Text provided:

::::

# Elasticsearch Retrieval with OpenAI

### Overview

In this notebook we will launch elastic search locally and then ask some questions related to 10-K filings of top 10 S&P500 companies

1. Set up enviornment
2. Build search tool to query our ES instance
3. Test the search tool
4. Create OpenAI client with access to the tool
5. Compare OpenAI's response with and without access to the tool

# Imports and start ElasticSearch

In [1]:
import os
import sys
sys.path.append(os.path.abspath(os.path.join(os.getcwd(), os.pardir)))

from retriever.util import get_logger
from retriever.searcher.searchtools.elasticsearch import ElasticsearchSearchTool

logger = get_logger()

::::

Records provided:
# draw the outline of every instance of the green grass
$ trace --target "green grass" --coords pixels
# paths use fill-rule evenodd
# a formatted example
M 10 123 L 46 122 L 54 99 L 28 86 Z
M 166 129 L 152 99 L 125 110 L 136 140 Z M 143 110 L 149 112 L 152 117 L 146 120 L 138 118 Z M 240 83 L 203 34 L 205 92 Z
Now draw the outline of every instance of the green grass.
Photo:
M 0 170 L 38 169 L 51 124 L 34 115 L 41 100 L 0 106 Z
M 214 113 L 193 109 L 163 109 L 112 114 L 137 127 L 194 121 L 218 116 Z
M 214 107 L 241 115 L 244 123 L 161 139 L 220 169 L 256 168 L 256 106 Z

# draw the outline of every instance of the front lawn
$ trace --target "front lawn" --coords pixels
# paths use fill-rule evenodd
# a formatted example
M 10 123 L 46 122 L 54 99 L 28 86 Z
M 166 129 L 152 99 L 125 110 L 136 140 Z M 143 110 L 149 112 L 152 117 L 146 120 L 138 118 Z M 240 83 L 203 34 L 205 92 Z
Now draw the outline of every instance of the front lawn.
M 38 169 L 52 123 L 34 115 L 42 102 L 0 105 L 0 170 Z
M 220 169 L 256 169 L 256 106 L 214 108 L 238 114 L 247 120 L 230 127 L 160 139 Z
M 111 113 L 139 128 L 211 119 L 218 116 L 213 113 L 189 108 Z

::::

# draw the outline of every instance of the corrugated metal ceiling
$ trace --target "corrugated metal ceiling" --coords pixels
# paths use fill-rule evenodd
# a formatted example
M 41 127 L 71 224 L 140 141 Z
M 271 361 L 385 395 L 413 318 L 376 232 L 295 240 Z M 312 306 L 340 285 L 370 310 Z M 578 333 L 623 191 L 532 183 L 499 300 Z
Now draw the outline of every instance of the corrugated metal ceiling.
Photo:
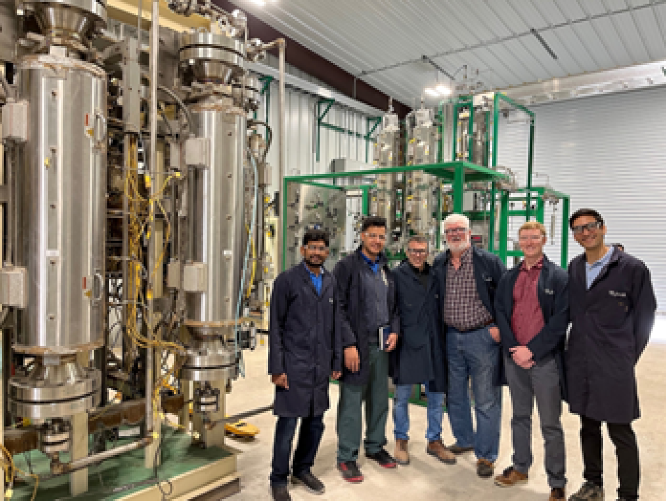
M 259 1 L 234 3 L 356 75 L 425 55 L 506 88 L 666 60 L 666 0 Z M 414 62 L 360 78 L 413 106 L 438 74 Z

::::

What the task requires: In the Elasticsearch retrieval notebook's code cell, list every name brought in by an import statement. Answer from the Elasticsearch retrieval notebook alone, not from the data.

Solution: os, sys, get_logger, ElasticsearchSearchTool